▶ **RECORDS SHOWN**:
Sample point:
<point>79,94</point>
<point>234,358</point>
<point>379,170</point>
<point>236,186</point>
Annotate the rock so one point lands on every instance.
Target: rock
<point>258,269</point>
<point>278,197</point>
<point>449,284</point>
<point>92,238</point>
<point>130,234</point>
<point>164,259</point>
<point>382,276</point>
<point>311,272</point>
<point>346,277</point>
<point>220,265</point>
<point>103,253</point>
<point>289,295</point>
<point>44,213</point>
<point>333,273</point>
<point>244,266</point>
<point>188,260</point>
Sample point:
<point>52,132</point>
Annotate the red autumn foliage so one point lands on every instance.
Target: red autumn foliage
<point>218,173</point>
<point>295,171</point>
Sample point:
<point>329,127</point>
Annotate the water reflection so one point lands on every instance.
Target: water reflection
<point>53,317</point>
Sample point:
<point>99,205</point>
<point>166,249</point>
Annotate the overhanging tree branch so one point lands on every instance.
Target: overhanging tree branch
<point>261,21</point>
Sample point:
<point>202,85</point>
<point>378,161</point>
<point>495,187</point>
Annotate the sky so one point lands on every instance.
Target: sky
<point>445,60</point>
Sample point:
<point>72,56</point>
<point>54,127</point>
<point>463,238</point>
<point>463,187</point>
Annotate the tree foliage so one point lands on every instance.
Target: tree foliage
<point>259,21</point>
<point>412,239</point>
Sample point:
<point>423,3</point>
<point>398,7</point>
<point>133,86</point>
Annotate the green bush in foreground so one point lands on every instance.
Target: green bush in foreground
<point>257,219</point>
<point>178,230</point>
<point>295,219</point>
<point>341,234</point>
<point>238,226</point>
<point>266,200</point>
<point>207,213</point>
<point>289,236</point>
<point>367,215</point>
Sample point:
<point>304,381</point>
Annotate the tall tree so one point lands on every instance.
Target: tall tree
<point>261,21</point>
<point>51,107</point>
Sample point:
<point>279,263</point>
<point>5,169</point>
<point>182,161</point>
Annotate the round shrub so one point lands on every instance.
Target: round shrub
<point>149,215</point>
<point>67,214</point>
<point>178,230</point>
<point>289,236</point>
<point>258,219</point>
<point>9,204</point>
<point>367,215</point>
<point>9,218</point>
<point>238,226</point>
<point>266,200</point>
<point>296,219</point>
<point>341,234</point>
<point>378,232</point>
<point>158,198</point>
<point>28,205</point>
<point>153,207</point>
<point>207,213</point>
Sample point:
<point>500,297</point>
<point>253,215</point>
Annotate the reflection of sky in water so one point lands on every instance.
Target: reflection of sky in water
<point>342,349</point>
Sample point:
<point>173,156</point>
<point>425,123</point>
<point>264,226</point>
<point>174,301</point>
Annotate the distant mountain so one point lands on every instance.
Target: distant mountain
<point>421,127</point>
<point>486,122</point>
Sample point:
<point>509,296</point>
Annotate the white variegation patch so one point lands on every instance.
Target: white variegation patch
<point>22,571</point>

▶ **EXERCISE DETAILS**: Among the lines of the preceding data, which ones hold the word "instance"? List them.

▶ **RESULT**:
Annotate the rock so one point lands on every instance.
Annotate the red autumn foliage so one point lands on every instance.
Annotate the water reflection so one point lands on every instance.
Annotate the overhanging tree branch so one point lands on every instance.
Annotate the sky so one point lands on every instance.
Annotate the tree foliage so one point lands on every instance.
Annotate the green bush in foreground so one point lands on every instance.
Annotate the tall tree so one point lands on every instance.
Annotate the round shrub so one point lands on every instance.
Annotate the reflection of sky in water so one point lands on every instance.
Annotate the distant mountain so one point lands on every instance.
Annotate the white variegation patch so one point lands on every instance.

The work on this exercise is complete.